## What is required
Return every line of the records below verbatim, with no pictures in the copy.

## Dataset records
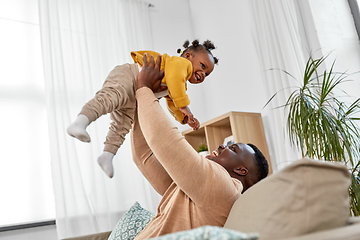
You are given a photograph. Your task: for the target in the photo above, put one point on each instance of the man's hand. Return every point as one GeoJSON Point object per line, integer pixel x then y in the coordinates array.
{"type": "Point", "coordinates": [150, 76]}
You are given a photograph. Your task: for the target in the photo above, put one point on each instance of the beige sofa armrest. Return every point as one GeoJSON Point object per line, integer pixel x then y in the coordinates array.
{"type": "Point", "coordinates": [96, 236]}
{"type": "Point", "coordinates": [348, 232]}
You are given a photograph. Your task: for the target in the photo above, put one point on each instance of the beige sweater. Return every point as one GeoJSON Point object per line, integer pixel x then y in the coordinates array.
{"type": "Point", "coordinates": [195, 190]}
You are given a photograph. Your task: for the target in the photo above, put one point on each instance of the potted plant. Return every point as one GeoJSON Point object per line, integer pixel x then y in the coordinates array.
{"type": "Point", "coordinates": [322, 126]}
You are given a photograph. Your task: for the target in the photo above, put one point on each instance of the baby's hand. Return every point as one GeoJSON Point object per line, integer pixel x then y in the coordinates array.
{"type": "Point", "coordinates": [187, 113]}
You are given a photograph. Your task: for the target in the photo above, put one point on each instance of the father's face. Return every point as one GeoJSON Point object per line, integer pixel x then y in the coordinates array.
{"type": "Point", "coordinates": [233, 157]}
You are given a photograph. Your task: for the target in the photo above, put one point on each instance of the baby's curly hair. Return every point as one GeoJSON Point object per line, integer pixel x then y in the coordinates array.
{"type": "Point", "coordinates": [196, 46]}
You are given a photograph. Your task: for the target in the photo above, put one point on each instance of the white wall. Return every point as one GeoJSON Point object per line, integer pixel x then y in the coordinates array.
{"type": "Point", "coordinates": [47, 232]}
{"type": "Point", "coordinates": [235, 84]}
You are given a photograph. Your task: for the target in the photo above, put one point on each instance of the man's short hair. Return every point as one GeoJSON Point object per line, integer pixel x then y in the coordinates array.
{"type": "Point", "coordinates": [261, 162]}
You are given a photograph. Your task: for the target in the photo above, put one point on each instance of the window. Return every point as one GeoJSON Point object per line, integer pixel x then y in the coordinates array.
{"type": "Point", "coordinates": [25, 168]}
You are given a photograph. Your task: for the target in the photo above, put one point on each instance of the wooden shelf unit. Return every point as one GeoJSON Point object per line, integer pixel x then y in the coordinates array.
{"type": "Point", "coordinates": [245, 127]}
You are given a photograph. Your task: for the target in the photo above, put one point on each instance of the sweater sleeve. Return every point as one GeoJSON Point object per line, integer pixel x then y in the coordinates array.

## Task output
You are given a photograph. Your task: for the target in the photo above, put one point on each instance of the man's hand. Return every point as one GeoJSON Point object per line, integer pixel x then y in the coordinates array.
{"type": "Point", "coordinates": [150, 76]}
You are given a photograph. Your task: for the target in the photo above, put one point on each instance of the beige sofa armrest. Return every point as one GeoJSON Point object per line, integer pixel x then y in the coordinates array.
{"type": "Point", "coordinates": [96, 236]}
{"type": "Point", "coordinates": [348, 232]}
You are given a photograph. Your task: for the target in the photo above, put one point on each instance of the beige sweater. Return every point as one GeoJSON Point object per line, integer pixel x then y in the coordinates array.
{"type": "Point", "coordinates": [195, 190]}
You are given a photograph. Your task: for the target in the photo above, put one point on each instance of the potted plant. Return every point as one GeoJSON Point object per line, integer pixel x then y in the coordinates array.
{"type": "Point", "coordinates": [322, 126]}
You are given a photograph. Your task: for the target in the photo above, put one point on each instance of the baby's hand. Return every point as one GeoJSON Point object per line, integer pixel x then y in the coordinates array.
{"type": "Point", "coordinates": [187, 113]}
You are given a photograph. Your task: for the target in the photo above, put one point on each instance of the father's face. Return every point as one GeoJSON Point object per line, integer pixel x then y in the coordinates array.
{"type": "Point", "coordinates": [233, 157]}
You are given a photograph. Your task: for the target in the photo above, put one point on each instance of the baby's curly hair. Return every point as one GeoJSON Point object per line, integer pixel x then y in the coordinates array.
{"type": "Point", "coordinates": [196, 46]}
You are given a photograph. Your task: for the target in the photo above, put one point on each instance of the white wall. Return every point as one GeoJSON Point object per line, integer pixel x then y in the coordinates array.
{"type": "Point", "coordinates": [47, 232]}
{"type": "Point", "coordinates": [235, 84]}
You are given a photograph. Your task: for the target in the photo above, put one point on each instance of the man's short hair. Return every point as one GeoJSON Point object per line, integer pixel x then y in the coordinates array.
{"type": "Point", "coordinates": [261, 162]}
You are given a photograph. Your task: for the target in the photo above, put one point on each instance of the window. Return every point as one GeoJSON Point object per line, integer pixel x then y in the coordinates array.
{"type": "Point", "coordinates": [25, 168]}
You are given a photograph. Your task: for the target in the photo above, put one point on each instance of the wooden shelf unit. Return every point as one GeoJSON Point object per line, integer pixel x then y in the coordinates array.
{"type": "Point", "coordinates": [245, 127]}
You are given a photograph. Your task: for the target in the photo above, put one point on each instance of the sweater sleeve. Return every point as one GeoJSON Point object per line, integer pixel x then y in the coordinates array.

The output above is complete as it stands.